→ Written instruction
Pick out each line below that contains the word "bicycle", and copy those lines.

(Rows from an object pointing dataset)
------
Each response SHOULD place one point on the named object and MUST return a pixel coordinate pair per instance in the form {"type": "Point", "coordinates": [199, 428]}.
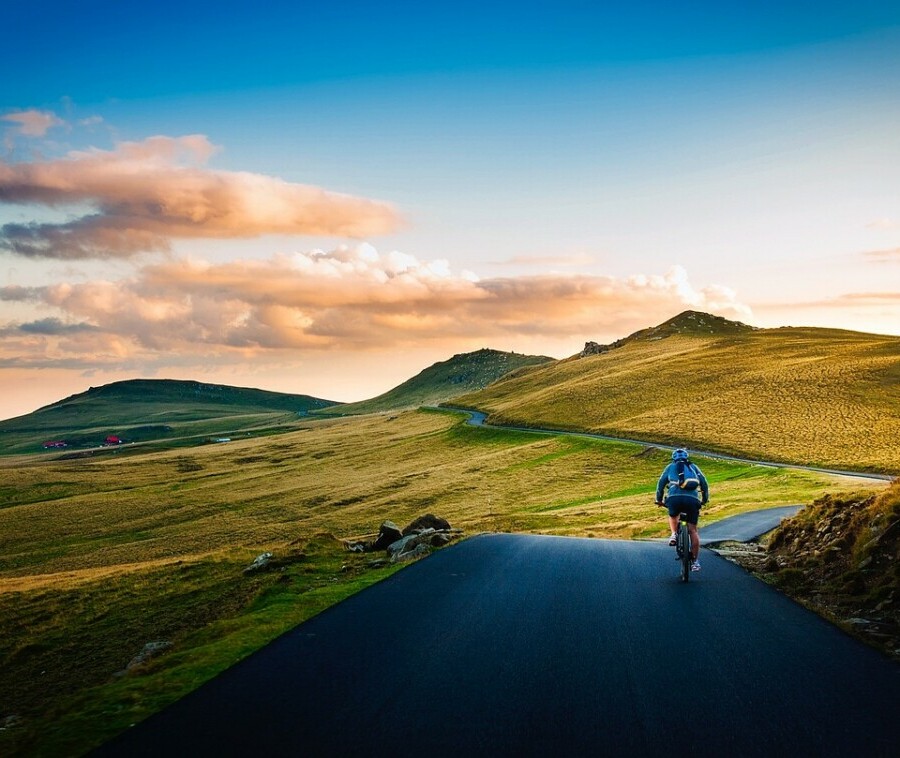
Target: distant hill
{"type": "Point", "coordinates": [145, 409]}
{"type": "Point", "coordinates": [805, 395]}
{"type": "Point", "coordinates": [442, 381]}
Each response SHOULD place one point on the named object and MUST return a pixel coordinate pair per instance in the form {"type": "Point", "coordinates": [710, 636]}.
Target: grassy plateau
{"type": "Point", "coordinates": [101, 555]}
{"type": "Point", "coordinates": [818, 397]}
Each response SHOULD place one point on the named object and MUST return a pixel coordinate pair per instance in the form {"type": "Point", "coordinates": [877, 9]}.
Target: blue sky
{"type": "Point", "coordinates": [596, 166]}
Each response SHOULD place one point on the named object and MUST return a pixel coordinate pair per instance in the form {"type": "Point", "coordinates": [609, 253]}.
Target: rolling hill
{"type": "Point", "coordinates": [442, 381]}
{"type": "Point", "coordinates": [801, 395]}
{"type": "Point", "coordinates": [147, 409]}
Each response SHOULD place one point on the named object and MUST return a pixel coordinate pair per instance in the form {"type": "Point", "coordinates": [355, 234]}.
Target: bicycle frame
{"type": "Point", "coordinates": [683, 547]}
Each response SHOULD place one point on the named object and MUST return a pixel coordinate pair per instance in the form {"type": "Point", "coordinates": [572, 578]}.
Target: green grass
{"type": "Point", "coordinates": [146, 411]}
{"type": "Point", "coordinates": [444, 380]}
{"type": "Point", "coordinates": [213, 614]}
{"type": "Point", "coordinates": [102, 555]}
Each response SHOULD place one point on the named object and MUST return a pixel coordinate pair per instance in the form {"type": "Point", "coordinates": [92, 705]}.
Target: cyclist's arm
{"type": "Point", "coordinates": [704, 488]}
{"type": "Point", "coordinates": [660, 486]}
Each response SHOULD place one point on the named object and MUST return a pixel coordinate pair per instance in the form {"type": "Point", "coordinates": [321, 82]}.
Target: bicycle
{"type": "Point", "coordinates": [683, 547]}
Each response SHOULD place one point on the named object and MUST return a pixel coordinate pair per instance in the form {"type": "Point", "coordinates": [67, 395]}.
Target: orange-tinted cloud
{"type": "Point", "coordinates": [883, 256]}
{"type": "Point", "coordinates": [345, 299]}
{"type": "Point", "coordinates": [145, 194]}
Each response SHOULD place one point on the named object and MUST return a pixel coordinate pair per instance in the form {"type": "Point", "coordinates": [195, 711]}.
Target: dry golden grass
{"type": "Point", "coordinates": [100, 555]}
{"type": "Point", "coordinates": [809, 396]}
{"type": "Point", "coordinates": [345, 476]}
------
→ Expected output
Target: bicycle frame
Target: bicycle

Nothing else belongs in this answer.